> **SUPPLIED MATERIAL**:
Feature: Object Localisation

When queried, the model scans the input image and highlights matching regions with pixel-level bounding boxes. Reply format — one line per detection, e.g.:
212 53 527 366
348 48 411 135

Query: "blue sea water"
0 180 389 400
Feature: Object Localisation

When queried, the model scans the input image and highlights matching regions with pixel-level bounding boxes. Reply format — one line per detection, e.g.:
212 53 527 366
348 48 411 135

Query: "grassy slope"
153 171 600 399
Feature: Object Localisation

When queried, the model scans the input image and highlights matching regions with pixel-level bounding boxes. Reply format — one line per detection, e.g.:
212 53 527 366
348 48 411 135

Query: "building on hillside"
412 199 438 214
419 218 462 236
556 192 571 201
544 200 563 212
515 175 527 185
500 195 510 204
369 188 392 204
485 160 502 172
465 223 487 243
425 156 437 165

> **WORK TO BE COMPLETED**: Update the lines above by replacing each "bounding boxes" with "box outlines". Write them out again with nothing else changed.

> **RESPONSE**:
Feature: Object Localisation

When queried, the model scans the input image and highlights matching regions with pixel-level box outlines. Reply format — one line per detection, e.g.:
212 53 527 366
348 48 411 135

Query: "blue sea water"
0 180 389 400
Feature: Object Localisation

When queried, the model scans the input image and highlights matching regions with pixel-level box outlines. Reply format — one line per detection, e.g.:
212 53 527 366
348 48 411 135

Query: "grassy slope"
153 171 600 399
Feature: Object Localisation

When queried, the model scans the input image and highlights matching regions with pixel-level box outlines. Reply format — one line per detection, e.g.:
212 53 527 366
348 48 411 135

Query: "building on hillside"
412 199 438 214
419 218 462 236
556 192 571 201
544 200 563 212
515 175 527 185
500 195 510 204
369 188 392 204
485 160 502 172
465 223 487 243
425 156 437 165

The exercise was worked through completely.